> Task material
+ + +

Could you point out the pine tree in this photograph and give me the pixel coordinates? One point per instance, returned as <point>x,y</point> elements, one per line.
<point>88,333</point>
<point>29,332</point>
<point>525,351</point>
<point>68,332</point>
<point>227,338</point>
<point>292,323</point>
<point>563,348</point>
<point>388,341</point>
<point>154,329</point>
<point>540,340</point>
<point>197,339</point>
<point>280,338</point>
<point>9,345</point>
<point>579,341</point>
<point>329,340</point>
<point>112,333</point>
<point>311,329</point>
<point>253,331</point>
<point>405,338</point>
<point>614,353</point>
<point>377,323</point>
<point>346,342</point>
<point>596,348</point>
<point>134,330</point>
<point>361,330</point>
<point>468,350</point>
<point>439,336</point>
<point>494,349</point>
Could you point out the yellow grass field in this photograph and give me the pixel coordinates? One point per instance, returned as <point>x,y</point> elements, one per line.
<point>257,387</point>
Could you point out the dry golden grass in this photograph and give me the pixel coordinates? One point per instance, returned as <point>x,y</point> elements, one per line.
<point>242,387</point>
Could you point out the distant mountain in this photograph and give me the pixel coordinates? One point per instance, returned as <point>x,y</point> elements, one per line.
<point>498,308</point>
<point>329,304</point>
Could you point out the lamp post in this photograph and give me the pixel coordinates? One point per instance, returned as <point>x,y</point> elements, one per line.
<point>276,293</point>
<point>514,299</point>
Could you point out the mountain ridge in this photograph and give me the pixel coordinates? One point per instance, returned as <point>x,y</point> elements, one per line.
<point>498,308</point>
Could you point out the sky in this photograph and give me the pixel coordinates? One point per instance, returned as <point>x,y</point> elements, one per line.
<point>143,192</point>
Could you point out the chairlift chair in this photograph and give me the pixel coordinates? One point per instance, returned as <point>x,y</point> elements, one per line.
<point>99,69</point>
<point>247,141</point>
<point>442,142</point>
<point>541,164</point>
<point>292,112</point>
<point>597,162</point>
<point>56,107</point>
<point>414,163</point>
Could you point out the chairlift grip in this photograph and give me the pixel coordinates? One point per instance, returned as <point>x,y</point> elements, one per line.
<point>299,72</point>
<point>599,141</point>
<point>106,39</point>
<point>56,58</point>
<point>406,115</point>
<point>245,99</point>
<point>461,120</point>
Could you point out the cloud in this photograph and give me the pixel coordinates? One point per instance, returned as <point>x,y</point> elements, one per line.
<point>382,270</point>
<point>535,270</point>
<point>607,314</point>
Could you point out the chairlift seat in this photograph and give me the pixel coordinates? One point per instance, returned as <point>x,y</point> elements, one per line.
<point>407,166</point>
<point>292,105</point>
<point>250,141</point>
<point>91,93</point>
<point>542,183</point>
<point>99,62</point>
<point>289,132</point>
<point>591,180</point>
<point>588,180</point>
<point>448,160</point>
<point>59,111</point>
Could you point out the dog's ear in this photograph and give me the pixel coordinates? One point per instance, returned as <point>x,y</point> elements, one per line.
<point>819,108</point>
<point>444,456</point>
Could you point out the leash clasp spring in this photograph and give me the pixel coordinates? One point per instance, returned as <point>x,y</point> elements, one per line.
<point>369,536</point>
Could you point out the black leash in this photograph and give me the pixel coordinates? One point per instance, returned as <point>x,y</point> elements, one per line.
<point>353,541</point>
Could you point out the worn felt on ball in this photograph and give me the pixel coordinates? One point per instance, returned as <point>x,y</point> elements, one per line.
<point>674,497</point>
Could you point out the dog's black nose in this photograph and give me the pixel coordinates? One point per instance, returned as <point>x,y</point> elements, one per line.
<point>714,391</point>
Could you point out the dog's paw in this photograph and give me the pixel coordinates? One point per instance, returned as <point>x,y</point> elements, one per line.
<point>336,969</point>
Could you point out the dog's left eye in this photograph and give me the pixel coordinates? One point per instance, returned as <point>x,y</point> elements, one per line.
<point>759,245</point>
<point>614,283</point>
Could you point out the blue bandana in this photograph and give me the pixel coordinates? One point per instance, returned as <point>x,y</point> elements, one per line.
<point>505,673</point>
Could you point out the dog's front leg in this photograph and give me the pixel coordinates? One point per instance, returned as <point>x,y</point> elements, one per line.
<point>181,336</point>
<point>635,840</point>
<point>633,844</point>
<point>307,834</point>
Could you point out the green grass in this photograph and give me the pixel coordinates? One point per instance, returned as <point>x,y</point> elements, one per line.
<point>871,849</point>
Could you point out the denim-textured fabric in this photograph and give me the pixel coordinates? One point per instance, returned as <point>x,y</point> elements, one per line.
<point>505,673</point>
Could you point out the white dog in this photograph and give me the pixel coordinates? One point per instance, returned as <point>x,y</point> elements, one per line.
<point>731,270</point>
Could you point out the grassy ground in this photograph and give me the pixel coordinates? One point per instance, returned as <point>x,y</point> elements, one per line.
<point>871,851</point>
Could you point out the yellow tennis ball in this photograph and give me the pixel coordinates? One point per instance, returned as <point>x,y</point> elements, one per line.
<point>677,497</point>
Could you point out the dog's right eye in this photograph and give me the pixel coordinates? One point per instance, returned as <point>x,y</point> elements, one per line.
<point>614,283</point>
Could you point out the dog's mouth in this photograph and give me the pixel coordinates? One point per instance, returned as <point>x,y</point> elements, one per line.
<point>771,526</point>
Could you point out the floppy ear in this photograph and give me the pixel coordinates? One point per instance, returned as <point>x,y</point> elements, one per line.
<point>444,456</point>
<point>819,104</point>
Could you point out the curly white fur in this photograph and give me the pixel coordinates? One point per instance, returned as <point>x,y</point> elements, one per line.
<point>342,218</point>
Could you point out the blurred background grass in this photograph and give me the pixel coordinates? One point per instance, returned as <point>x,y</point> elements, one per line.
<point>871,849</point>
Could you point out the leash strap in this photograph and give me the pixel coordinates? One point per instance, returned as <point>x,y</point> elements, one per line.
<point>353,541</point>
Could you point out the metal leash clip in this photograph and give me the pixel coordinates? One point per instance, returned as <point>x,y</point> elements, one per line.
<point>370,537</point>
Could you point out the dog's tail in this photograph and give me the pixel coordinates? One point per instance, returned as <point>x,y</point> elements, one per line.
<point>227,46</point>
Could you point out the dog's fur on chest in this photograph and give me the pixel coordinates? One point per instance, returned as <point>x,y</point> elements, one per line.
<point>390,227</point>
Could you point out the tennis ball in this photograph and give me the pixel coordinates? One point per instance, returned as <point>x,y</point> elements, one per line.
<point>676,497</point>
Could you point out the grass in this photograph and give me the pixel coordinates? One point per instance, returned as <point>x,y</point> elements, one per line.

+ + +

> Written task
Rewrite the listing from the line with "Could you point out the lamp" up to and including the line with "<point>514,299</point>", replacing "lamp post" with "streetlight" and leaving everything else unchanged. Give only those lines.

> Problem solution
Could you point out the streetlight in this photograph and give me the pixel coordinates? One point per instance, returned as <point>x,y</point> elements, one per line.
<point>276,293</point>
<point>514,299</point>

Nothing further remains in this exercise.